[Pointing and labeling entries]
^^^^
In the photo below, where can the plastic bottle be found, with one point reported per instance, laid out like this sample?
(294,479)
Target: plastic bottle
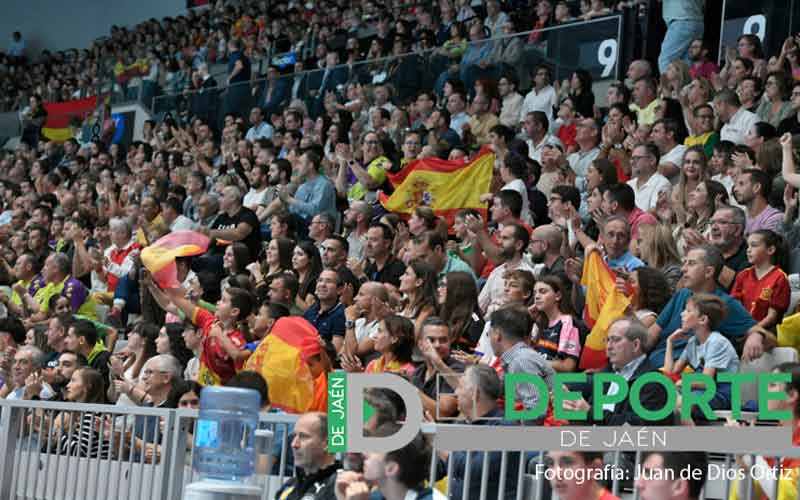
(224,440)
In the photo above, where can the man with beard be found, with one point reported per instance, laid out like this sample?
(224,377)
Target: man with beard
(514,239)
(68,362)
(545,249)
(752,190)
(278,175)
(356,221)
(256,198)
(316,467)
(727,235)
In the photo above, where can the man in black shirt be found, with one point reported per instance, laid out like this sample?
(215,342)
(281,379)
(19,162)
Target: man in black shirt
(383,267)
(316,467)
(234,223)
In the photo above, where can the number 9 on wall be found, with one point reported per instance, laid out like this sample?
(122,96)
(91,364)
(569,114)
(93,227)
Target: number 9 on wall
(607,56)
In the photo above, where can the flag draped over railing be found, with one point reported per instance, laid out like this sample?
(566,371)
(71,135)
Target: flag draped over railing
(56,126)
(604,304)
(443,185)
(279,358)
(159,258)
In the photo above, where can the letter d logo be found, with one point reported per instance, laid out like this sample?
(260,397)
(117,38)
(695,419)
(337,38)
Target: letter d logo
(346,428)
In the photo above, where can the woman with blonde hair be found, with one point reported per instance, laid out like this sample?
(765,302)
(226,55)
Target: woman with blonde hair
(674,79)
(693,171)
(656,246)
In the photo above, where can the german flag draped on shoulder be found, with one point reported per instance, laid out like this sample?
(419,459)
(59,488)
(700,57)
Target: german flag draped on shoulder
(443,185)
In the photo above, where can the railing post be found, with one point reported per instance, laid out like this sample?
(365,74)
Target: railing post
(9,432)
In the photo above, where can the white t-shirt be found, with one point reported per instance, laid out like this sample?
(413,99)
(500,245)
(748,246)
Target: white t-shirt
(519,186)
(738,126)
(647,195)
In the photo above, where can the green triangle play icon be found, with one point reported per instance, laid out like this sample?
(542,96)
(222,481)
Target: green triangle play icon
(369,411)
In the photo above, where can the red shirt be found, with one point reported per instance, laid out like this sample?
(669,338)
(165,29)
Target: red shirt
(216,367)
(758,296)
(637,218)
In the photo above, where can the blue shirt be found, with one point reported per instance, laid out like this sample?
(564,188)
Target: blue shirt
(329,323)
(734,326)
(313,197)
(626,261)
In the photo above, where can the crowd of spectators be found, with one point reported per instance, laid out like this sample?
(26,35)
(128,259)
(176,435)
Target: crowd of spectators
(685,184)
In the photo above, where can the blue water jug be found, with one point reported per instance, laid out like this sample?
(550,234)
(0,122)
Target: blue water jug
(224,441)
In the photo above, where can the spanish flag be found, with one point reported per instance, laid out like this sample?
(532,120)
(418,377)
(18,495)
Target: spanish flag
(279,358)
(604,304)
(159,258)
(445,186)
(56,126)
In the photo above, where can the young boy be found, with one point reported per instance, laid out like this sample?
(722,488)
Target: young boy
(707,351)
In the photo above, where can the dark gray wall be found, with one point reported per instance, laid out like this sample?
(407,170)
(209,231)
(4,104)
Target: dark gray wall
(64,24)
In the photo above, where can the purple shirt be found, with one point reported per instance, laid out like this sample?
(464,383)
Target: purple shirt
(769,218)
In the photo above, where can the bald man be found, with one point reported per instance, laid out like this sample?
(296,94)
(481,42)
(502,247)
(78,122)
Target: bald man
(545,248)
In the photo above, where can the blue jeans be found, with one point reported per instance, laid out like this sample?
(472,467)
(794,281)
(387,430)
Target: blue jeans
(680,33)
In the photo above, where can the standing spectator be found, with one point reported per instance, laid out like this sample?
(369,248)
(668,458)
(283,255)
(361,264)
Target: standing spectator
(737,120)
(700,65)
(684,19)
(238,80)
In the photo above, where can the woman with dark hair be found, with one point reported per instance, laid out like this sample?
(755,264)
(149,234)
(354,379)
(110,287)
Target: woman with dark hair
(278,261)
(786,484)
(458,302)
(758,134)
(651,292)
(81,437)
(235,259)
(395,342)
(170,341)
(774,108)
(580,92)
(555,334)
(307,265)
(418,286)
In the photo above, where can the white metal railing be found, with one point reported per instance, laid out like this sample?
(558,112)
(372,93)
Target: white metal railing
(149,457)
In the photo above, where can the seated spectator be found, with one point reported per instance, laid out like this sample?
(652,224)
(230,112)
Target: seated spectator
(707,351)
(566,466)
(752,190)
(478,394)
(661,478)
(701,267)
(394,473)
(555,334)
(508,334)
(763,289)
(81,438)
(626,356)
(316,467)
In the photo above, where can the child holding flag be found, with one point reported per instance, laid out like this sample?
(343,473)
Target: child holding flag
(233,309)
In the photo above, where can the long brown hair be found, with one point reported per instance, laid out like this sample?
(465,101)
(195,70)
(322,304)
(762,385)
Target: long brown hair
(460,303)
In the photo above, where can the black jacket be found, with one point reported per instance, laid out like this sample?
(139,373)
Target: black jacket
(319,486)
(653,396)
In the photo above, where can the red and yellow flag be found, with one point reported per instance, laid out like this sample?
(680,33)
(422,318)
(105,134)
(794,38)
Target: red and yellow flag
(279,358)
(604,304)
(159,258)
(59,114)
(443,185)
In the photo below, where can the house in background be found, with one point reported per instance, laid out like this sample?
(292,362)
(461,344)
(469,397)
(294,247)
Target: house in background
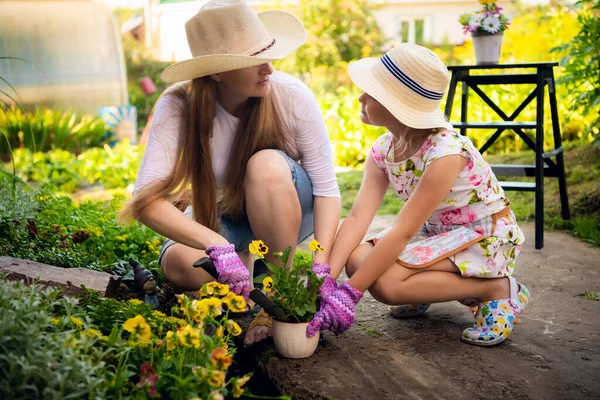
(416,21)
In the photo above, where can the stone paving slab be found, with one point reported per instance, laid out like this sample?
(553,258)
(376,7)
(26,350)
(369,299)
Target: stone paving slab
(553,354)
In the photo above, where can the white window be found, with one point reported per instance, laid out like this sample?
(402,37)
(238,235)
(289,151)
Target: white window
(413,30)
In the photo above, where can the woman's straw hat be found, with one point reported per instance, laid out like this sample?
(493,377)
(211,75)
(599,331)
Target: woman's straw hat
(409,80)
(227,35)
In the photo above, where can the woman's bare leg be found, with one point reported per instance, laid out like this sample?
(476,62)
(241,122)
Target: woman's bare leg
(273,210)
(272,203)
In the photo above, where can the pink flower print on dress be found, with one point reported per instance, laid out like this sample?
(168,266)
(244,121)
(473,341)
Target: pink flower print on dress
(475,180)
(458,216)
(470,165)
(377,156)
(479,230)
(426,146)
(422,254)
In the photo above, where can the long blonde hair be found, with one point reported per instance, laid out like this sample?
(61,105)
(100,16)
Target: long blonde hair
(408,140)
(192,179)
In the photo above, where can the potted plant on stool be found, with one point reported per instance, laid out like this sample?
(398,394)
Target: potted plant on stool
(487,27)
(294,291)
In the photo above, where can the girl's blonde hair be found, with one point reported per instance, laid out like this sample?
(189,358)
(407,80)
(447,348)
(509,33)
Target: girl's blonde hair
(410,139)
(192,179)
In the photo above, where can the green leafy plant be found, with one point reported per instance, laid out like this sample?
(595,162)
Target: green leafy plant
(47,129)
(294,289)
(41,226)
(57,347)
(111,167)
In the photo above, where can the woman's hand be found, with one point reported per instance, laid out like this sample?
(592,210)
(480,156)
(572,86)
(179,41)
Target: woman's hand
(323,271)
(337,311)
(230,268)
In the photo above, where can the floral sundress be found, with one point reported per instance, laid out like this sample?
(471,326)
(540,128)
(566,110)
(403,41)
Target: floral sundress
(473,225)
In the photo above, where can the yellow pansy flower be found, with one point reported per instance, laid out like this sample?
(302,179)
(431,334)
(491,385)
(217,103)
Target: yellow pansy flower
(200,372)
(171,340)
(212,305)
(258,247)
(139,327)
(77,322)
(233,328)
(238,384)
(93,333)
(234,302)
(212,288)
(220,359)
(216,378)
(268,284)
(215,395)
(314,245)
(189,336)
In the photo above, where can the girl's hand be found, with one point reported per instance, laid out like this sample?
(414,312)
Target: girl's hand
(230,268)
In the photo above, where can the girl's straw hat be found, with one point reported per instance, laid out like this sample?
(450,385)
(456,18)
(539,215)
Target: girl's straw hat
(409,80)
(227,35)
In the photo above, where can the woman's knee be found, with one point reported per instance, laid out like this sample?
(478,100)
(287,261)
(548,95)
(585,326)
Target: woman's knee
(267,169)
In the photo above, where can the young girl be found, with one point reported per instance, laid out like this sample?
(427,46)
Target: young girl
(245,148)
(455,238)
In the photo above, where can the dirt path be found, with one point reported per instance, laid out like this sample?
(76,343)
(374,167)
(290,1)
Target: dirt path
(553,354)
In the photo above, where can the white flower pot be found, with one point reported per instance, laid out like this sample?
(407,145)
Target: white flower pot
(487,47)
(291,340)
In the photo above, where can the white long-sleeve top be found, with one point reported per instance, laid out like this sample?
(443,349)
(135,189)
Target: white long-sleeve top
(299,112)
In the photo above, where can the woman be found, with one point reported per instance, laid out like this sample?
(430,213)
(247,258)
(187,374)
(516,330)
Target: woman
(243,147)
^^^^
DIRECTION: Extract, exactly, the lines above that begin at the line containing "In the photo above, where can the girl's straw" and end at the final line of the records; add no other text.

SOLVED PROBLEM:
In the photo above, where can the girl's straw hat be found, with one point reported per instance, laid out like this sample?
(450,385)
(456,18)
(539,215)
Target: girl's straw hat
(409,80)
(227,35)
In the photo above, where can the woman's knee be found, with one point reported per instance, laid out like this sample?
(478,100)
(287,261)
(548,95)
(585,326)
Target: woman's knee
(267,169)
In the photo above, where can the young girl be found, with one point reported per instance, laid out like this sample?
(427,46)
Target: young girl
(245,148)
(455,238)
In the photo above, where can the dirt path be found, with one point reported per instance, laid out like this sample?
(76,343)
(374,167)
(290,1)
Target: dirt path
(553,354)
In the photo above, where can the white flower pot be found, with one point reported per instance, laid out like this sample?
(407,145)
Target: white flower pot
(487,47)
(291,340)
In the photo above, where can the white long-sleeve top be found, with one point reported per instance, laid out like this sample?
(443,349)
(135,189)
Target: white long-sleeve top
(299,112)
In the photo above, where can the woman be found, with one point reported per instance, laid out like this sample?
(430,213)
(247,258)
(187,374)
(516,330)
Target: woman
(243,147)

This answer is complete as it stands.